THE EXERCISE:
Output the material beneath this task exactly, images excluded.

Photo object pointing records:
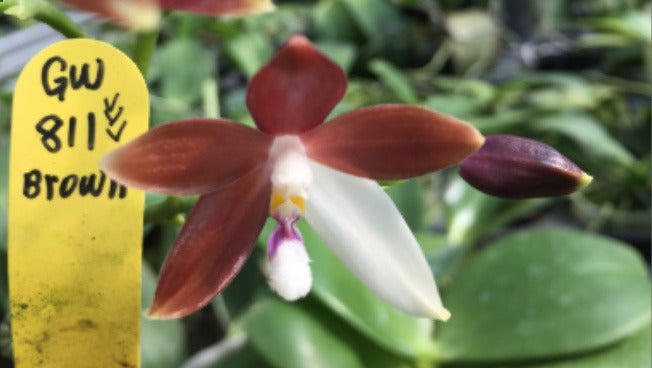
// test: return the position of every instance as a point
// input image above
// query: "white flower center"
(291, 177)
(289, 270)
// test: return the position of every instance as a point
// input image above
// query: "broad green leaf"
(288, 337)
(632, 24)
(508, 121)
(545, 293)
(162, 342)
(184, 64)
(343, 53)
(633, 352)
(409, 197)
(456, 105)
(247, 357)
(475, 39)
(473, 215)
(333, 21)
(588, 134)
(394, 80)
(441, 255)
(336, 287)
(249, 51)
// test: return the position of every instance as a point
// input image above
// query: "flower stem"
(145, 45)
(7, 4)
(45, 13)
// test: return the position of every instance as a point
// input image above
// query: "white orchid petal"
(362, 226)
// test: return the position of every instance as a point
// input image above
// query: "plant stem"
(145, 45)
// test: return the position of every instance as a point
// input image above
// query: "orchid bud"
(514, 167)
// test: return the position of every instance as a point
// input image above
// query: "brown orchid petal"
(219, 7)
(194, 156)
(215, 241)
(296, 90)
(138, 15)
(391, 142)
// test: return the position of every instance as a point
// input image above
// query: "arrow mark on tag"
(113, 116)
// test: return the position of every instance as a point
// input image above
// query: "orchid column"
(294, 166)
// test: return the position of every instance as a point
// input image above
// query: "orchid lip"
(288, 270)
(291, 177)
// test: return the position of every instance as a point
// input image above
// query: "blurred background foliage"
(557, 283)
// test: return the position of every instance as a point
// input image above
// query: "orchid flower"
(143, 15)
(294, 167)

SOLVED PROBLEM:
// test: return the position of every instance as a point
// input image above
// query: "white flower center"
(291, 177)
(289, 270)
// test: return the position of every instance as a point
// input image above
// query: "broad green leaf"
(288, 337)
(632, 24)
(508, 121)
(545, 293)
(162, 342)
(184, 64)
(343, 53)
(633, 352)
(409, 197)
(456, 105)
(247, 357)
(475, 39)
(473, 215)
(333, 21)
(588, 134)
(394, 80)
(441, 255)
(336, 287)
(249, 51)
// test: return the position of every instance as a point
// input image above
// query: "flower stem"
(145, 45)
(7, 4)
(45, 13)
// test: return the position of every instance as a point
// input image above
// query: "white orchid petal"
(362, 226)
// test: return the position of every instance as a point
// input image above
// query: "plant stem"
(145, 45)
// test: return the position of every instance as a point
// input image above
// query: "orchid bud"
(514, 167)
// test: return the position of every instance as a point
// input image above
// query: "brown orchid petal"
(219, 7)
(194, 156)
(215, 241)
(296, 90)
(138, 15)
(391, 142)
// test: return the position of every instance as a point
// input image above
// query: "arrow mark on tag"
(113, 116)
// test: return the position of every instance as a point
// input image above
// query: "orchid column"
(294, 166)
// test: return the position of every instance as a point
// input image above
// query: "orchid lip"
(288, 270)
(291, 177)
// test: return the position of every instance as a point
// input image above
// query: "blurred background foliage"
(557, 283)
// test: return the position of every instance as a point
// input image above
// query: "orchid flower"
(143, 15)
(294, 167)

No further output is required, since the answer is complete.